>> START EXCERPTED DATA

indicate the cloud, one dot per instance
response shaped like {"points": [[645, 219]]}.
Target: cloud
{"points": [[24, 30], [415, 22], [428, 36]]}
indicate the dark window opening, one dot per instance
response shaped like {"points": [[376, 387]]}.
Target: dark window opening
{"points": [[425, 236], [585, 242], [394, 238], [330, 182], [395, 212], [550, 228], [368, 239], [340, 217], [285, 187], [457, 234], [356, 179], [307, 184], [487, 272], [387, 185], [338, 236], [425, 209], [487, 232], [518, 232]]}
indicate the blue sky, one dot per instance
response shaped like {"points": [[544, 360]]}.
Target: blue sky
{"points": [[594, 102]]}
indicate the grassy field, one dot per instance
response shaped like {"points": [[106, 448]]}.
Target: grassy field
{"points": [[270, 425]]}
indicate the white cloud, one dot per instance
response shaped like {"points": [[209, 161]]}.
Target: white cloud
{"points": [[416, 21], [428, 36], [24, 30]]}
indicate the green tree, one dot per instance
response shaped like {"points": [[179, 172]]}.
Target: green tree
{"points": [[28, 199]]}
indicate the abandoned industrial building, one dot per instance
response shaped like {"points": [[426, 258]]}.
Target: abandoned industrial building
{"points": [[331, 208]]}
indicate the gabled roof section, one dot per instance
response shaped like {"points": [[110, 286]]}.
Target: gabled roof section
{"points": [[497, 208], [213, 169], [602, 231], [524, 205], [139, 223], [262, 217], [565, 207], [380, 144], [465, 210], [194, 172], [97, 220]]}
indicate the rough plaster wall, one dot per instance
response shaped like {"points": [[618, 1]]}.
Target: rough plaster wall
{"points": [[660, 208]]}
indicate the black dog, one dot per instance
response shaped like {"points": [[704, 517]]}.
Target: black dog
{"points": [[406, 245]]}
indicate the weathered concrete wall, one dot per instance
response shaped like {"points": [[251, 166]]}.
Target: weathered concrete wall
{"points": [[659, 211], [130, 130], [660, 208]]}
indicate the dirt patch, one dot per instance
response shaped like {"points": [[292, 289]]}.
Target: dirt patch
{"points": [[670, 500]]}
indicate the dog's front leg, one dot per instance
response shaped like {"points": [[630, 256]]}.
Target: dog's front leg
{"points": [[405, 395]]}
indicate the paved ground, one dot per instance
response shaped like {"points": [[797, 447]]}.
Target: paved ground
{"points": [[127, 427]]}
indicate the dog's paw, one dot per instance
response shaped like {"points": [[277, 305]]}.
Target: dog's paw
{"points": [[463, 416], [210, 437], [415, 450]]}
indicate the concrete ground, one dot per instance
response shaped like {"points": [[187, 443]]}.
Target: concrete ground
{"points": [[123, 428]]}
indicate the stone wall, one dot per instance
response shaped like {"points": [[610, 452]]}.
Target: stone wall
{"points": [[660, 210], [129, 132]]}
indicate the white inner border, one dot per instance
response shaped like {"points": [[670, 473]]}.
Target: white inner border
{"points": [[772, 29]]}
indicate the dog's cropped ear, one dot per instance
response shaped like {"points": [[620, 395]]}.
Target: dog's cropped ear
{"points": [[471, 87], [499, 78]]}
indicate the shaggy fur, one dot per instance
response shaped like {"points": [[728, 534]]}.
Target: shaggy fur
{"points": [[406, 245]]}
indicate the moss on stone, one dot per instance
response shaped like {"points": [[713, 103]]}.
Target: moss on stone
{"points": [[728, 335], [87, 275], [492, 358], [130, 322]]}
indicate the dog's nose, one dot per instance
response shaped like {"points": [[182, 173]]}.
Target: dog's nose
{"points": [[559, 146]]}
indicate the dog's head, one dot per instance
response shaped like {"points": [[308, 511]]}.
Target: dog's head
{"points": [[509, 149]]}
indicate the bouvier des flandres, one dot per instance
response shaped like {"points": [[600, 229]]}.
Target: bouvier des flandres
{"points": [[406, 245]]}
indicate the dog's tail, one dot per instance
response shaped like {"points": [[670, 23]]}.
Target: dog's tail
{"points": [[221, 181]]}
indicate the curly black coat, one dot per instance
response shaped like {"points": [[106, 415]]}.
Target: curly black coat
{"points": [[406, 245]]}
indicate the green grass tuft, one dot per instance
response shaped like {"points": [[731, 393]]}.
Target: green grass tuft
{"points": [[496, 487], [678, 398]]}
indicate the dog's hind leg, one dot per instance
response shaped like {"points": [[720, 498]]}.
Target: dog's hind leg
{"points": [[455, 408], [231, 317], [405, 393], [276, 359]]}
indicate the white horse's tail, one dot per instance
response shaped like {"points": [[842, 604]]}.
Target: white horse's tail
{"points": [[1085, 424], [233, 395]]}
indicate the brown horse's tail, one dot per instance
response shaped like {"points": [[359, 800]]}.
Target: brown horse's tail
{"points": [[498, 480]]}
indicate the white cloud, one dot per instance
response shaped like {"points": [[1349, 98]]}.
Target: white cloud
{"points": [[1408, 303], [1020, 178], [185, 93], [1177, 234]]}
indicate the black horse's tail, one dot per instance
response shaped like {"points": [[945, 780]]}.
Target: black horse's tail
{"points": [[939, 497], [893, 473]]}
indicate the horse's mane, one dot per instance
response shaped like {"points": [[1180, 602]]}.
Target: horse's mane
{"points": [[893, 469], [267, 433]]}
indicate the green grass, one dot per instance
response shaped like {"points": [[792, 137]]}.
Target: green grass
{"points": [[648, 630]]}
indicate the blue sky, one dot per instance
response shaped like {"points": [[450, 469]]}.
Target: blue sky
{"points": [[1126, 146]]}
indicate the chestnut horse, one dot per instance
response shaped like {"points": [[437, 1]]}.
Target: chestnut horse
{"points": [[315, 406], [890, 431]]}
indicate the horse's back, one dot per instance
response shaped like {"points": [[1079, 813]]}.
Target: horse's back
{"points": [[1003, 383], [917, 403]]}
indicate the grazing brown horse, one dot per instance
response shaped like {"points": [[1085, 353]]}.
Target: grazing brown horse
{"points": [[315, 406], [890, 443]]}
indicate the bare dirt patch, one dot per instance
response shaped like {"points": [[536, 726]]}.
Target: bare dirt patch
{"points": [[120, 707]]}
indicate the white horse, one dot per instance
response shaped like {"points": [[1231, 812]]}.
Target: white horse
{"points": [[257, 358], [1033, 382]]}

>> END EXCERPTED DATA

= PROBLEM TO WORK ON =
Copy each record from above without leaving any out.

= ANSWER TO THE EXERCISE =
indicate the cloud, one dot per instance
response shaped like {"points": [[645, 219]]}.
Target: cloud
{"points": [[24, 30], [415, 22], [428, 36]]}
indicate the dark window opening, one dot per instance
response shaped like {"points": [[376, 387]]}.
Target: dark window opening
{"points": [[425, 236], [585, 242], [394, 238], [330, 182], [395, 212], [550, 228], [368, 239], [340, 217], [285, 187], [457, 234], [356, 179], [307, 184], [487, 272], [387, 185], [338, 236], [425, 209], [487, 232], [518, 232]]}
indicate the blue sky, one dot per instance
response shaped like {"points": [[544, 360]]}.
Target: blue sky
{"points": [[594, 102]]}
indicate the grassy field, one dot per instance
response shaped like {"points": [[106, 448]]}.
Target: grassy field
{"points": [[270, 425]]}
indicate the white cloud, one dot per instance
response shaped like {"points": [[209, 161]]}.
Target: white cloud
{"points": [[416, 21], [428, 36], [24, 30]]}
indicate the green tree, one dot per instance
response shaped like {"points": [[179, 172]]}.
Target: green tree
{"points": [[28, 199]]}
indicate the abandoned industrial building, one dot per instance
response shaped like {"points": [[426, 258]]}.
Target: abandoned industrial building
{"points": [[331, 208]]}
indicate the gabled roof section, one dot per instance
response shaped like {"points": [[110, 286]]}.
Target: gabled roof section
{"points": [[497, 208], [213, 169], [602, 231], [524, 205], [139, 223], [262, 217], [565, 207], [380, 144], [465, 210], [194, 172], [97, 220]]}
indicate the rough plaster wall, one dot per instance
response shaped like {"points": [[618, 1]]}.
Target: rough plaster wall
{"points": [[660, 208]]}
indicate the black dog, one dot per instance
response shaped like {"points": [[704, 517]]}.
Target: black dog
{"points": [[406, 245]]}
indicate the weathered concrete wall, one dot per instance
response shaped like {"points": [[251, 166]]}.
Target: weathered concrete wall
{"points": [[659, 211], [130, 130], [660, 208]]}
indicate the dirt patch, one dot per instance
response shaped like {"points": [[292, 289]]}.
Target: dirt patch
{"points": [[670, 500]]}
indicate the dog's front leg, one dot per instance
response shaped like {"points": [[630, 256]]}.
Target: dog's front leg
{"points": [[405, 395]]}
indicate the paved ground, one dot per instance
response shaped like {"points": [[797, 447]]}.
Target: paved ground
{"points": [[127, 427]]}
indicate the dog's paw, one dot per instance
response shaped like {"points": [[277, 305]]}.
Target: dog's paw
{"points": [[463, 416], [210, 437], [415, 450]]}
indicate the concrete ground, one dot per instance
response shaped like {"points": [[187, 443]]}.
Target: concrete ground
{"points": [[123, 428]]}
indicate the stone wall, one dot per instance
response shaped like {"points": [[610, 452]]}.
Target: stone wall
{"points": [[660, 210], [129, 132]]}
indicate the white inner border, one dot per instance
response shaped like {"points": [[670, 473]]}.
Target: white inner border
{"points": [[772, 29]]}
indicate the dog's cropped ear, one dot per instance
response shaped like {"points": [[620, 395]]}.
Target: dog's cropped ear
{"points": [[471, 87], [499, 78]]}
indicate the shaggy fur, one dot per instance
response shaped like {"points": [[728, 534]]}.
Target: shaggy fur
{"points": [[406, 245]]}
indicate the moss on stone, one dot per instance
response shaped like {"points": [[713, 103]]}.
Target: moss on stone
{"points": [[728, 335], [87, 275], [492, 358], [130, 322]]}
indicate the dog's nose, one dot per instance
response shaped like {"points": [[182, 173]]}.
Target: dog's nose
{"points": [[559, 146]]}
indicate the dog's head, one dot per instance
response shaped like {"points": [[308, 511]]}.
Target: dog's head
{"points": [[509, 149]]}
indicate the bouvier des flandres, one dot per instance
response shaped like {"points": [[600, 229]]}.
Target: bouvier des flandres
{"points": [[406, 245]]}
indicate the dog's tail, one dot per instance
response shaped like {"points": [[670, 23]]}.
Target: dog's tail
{"points": [[221, 181]]}
indicate the curly black coat, one dot per instance
response shaped like {"points": [[106, 415]]}.
Target: curly black coat
{"points": [[406, 245]]}
indicate the green grass tuft, one dot per instance
response shaped like {"points": [[731, 393]]}.
Target: green grass tuft
{"points": [[496, 487], [678, 398]]}
indicate the dog's hind leg, one dot per instance
response shaped like {"points": [[720, 498]]}.
Target: dog's hind leg
{"points": [[455, 408], [231, 317], [405, 393], [276, 359]]}
indicate the white horse's tail, one dot per instance
response shaped like {"points": [[842, 604]]}.
Target: white horse's tail
{"points": [[1085, 424], [233, 395]]}
indicate the brown horse's tail, one dot per instance
response shaped like {"points": [[359, 800]]}.
Target: brown horse's tail
{"points": [[498, 480]]}
indicate the white cloud, one dot per instance
response shaped like {"points": [[1349, 98]]}.
Target: white cloud
{"points": [[1408, 303], [1020, 178], [185, 93], [1177, 234]]}
indicate the black horse's tail, one dot per instance
response shaped like {"points": [[945, 780]]}.
Target: black horse's tail
{"points": [[939, 497], [893, 473]]}
indicate the horse's mane, one dot per instance
response shaped like {"points": [[1180, 602]]}.
Target: horse's mane
{"points": [[893, 469], [267, 433]]}
indicate the green grass, one dot per instance
response shaped like {"points": [[792, 137]]}.
Target: green grass
{"points": [[648, 630]]}
indicate the blue sky, one dot per instance
response shaped like {"points": [[450, 469]]}.
Target: blue sky
{"points": [[1126, 146]]}
indicate the chestnut horse, one dot per instance
response shaped like {"points": [[437, 1]]}.
Target: chestnut horse
{"points": [[315, 406], [890, 431]]}
indicate the horse's back, one dot per instance
response shaped like {"points": [[1079, 813]]}.
Target: horse's back
{"points": [[1003, 383], [917, 403]]}
indicate the grazing brown horse, one dot per instance
response shaped like {"points": [[1085, 353]]}.
Target: grazing brown horse
{"points": [[315, 406], [890, 443]]}
indicate the bare dirt patch, one dot per instance
response shaped like {"points": [[536, 726]]}.
Target: bare dirt patch
{"points": [[120, 707]]}
indicate the white horse, one dot per instance
response shaped like {"points": [[1231, 812]]}.
Target: white horse
{"points": [[257, 358], [1033, 382]]}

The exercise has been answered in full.